_RECORDS FOR PROCESSING_:
..........
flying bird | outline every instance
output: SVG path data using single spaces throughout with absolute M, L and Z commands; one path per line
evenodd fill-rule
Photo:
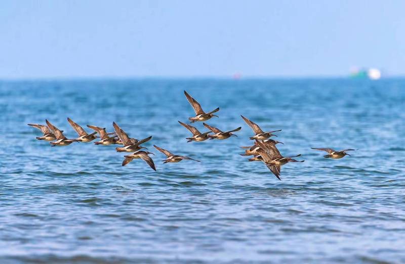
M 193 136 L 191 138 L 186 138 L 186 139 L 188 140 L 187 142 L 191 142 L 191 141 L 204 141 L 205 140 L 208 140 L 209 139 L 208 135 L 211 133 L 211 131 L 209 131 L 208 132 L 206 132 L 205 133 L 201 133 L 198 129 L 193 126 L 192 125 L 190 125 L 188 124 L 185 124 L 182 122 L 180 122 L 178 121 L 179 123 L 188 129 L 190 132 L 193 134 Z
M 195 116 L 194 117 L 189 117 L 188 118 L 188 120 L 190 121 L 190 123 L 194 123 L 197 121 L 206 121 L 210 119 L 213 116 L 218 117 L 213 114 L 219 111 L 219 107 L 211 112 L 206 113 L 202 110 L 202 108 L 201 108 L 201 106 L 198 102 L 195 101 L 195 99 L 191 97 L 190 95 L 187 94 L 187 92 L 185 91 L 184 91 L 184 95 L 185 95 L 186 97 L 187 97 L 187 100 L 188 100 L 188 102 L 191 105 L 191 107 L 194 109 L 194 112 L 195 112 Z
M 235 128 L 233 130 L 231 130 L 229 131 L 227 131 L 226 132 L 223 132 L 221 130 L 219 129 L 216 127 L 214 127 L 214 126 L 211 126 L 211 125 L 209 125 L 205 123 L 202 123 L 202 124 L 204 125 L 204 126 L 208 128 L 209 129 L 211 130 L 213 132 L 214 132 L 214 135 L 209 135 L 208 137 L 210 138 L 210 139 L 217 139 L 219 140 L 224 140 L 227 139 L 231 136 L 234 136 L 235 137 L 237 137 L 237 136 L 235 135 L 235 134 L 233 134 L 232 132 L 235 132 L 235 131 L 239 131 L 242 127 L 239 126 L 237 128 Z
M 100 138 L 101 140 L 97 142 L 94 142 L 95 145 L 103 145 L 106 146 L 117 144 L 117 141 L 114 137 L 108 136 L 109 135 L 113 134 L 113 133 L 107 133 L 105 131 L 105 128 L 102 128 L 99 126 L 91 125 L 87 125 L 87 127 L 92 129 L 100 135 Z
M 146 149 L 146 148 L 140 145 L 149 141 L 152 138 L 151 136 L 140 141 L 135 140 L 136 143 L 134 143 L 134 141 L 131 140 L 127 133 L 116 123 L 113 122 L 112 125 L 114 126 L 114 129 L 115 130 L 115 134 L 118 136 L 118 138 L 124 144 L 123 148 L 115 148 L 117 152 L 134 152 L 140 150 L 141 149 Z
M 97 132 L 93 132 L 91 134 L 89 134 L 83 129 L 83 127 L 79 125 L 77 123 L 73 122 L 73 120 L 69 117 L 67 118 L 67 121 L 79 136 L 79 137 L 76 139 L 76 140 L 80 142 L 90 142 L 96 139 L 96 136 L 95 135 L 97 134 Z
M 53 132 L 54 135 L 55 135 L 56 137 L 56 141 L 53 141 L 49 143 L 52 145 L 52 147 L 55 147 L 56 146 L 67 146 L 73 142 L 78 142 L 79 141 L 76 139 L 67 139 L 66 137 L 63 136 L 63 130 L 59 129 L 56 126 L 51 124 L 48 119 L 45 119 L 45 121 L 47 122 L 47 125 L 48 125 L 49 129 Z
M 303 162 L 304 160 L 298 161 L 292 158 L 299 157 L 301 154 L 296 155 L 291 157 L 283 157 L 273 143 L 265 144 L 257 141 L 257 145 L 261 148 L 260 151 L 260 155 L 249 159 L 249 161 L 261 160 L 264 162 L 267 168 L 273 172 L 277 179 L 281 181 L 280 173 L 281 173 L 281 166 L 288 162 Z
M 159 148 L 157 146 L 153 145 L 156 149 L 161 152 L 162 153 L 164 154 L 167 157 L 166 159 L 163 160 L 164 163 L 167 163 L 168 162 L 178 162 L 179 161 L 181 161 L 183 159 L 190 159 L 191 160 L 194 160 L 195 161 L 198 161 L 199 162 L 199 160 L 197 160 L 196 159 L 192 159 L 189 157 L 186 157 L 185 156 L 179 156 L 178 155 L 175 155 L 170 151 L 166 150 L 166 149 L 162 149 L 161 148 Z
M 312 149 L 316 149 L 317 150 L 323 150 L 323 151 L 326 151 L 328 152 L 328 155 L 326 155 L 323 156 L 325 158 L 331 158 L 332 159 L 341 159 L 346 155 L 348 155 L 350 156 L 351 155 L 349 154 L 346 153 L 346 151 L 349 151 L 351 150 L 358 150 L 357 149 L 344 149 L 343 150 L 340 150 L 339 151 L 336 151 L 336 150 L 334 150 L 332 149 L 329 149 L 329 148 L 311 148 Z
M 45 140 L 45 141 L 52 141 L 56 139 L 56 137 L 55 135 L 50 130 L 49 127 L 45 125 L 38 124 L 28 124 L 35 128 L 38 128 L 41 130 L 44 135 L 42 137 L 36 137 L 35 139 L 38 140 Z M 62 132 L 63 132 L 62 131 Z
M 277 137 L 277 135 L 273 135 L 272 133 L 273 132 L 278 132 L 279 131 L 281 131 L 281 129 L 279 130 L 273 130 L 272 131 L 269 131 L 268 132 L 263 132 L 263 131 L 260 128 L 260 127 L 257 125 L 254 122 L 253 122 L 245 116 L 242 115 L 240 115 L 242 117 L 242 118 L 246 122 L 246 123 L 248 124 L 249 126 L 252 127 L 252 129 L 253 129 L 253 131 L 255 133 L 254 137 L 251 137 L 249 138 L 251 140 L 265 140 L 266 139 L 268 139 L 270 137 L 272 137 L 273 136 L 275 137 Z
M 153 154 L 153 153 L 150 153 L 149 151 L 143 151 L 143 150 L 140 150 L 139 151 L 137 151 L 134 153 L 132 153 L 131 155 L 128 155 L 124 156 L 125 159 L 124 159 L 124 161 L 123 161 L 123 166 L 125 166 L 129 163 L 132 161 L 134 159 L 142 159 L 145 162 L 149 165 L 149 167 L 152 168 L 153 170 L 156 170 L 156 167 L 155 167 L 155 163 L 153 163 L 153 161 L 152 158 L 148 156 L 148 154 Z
..........
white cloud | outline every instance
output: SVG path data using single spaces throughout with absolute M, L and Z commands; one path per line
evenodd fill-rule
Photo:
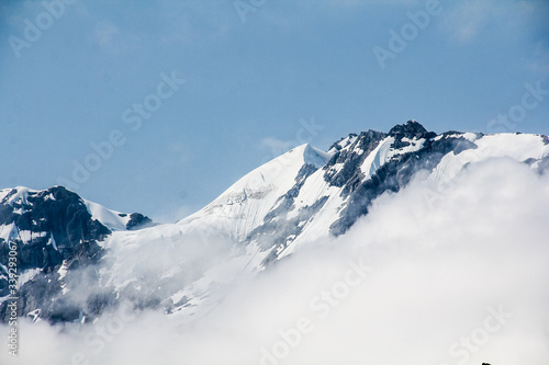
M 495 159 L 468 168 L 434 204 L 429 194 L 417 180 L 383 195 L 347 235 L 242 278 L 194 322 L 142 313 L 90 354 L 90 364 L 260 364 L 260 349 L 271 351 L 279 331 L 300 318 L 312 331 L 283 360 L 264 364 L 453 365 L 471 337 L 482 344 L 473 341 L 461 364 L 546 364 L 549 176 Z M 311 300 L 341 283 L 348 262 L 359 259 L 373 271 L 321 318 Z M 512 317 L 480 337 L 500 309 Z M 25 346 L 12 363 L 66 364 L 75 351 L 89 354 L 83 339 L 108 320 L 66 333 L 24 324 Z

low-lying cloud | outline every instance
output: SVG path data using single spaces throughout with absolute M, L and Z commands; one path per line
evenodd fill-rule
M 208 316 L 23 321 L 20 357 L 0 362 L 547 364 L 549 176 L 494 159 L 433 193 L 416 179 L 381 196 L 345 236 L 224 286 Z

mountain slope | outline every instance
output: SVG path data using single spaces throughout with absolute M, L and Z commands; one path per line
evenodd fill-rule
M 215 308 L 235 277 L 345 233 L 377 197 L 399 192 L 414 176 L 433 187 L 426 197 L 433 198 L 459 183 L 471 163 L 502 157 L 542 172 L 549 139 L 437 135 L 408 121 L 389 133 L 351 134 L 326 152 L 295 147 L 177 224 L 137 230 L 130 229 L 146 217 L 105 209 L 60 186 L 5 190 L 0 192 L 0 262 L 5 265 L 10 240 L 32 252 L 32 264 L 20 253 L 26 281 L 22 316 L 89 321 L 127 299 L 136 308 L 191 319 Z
..........
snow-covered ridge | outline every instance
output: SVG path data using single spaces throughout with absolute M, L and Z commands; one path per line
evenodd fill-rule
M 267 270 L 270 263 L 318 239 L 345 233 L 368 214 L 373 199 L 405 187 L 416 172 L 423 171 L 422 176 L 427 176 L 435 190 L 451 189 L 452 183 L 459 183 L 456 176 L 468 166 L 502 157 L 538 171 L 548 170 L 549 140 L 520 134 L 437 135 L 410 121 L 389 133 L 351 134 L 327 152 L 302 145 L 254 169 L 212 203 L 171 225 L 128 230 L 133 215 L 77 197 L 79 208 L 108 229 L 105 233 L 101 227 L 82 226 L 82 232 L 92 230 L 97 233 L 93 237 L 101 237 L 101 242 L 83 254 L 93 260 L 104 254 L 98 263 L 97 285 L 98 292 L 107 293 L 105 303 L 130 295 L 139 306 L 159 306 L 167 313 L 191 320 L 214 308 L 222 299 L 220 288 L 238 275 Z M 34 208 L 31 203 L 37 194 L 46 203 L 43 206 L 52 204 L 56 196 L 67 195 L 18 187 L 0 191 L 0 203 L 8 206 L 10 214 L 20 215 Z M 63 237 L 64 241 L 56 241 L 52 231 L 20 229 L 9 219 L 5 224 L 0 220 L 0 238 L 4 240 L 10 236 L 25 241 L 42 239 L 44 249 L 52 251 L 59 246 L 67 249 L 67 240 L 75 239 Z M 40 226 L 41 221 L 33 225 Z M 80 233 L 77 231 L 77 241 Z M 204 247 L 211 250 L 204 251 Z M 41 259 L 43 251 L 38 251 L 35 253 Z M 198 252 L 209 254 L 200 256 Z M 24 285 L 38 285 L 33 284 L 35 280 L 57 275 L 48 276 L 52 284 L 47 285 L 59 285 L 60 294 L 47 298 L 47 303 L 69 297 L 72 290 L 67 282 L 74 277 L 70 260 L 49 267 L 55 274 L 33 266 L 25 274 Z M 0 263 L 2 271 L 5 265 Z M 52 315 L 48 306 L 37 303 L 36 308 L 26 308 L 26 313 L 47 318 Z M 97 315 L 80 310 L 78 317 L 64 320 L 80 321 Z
..........
_INSTRUCTION_:
Copy the lines beginning with the line that contains "mountain slope | outline every instance" and continuing through the line that contains "M 215 308 L", reproducing them character for character.

_CORRECT ANSWER_:
mountain slope | outline every instance
output: SVG path data using single spaces throughout with absolute M, L and Z commands; one path per line
evenodd fill-rule
M 215 308 L 235 277 L 345 233 L 377 197 L 399 192 L 414 176 L 433 187 L 426 197 L 433 198 L 459 183 L 471 163 L 502 157 L 542 172 L 549 139 L 437 135 L 408 121 L 389 133 L 351 134 L 326 152 L 295 147 L 177 224 L 137 230 L 130 229 L 146 217 L 105 209 L 60 186 L 5 190 L 0 192 L 0 262 L 5 265 L 10 240 L 32 252 L 32 264 L 20 253 L 26 281 L 22 316 L 89 321 L 127 299 L 136 308 L 191 319 Z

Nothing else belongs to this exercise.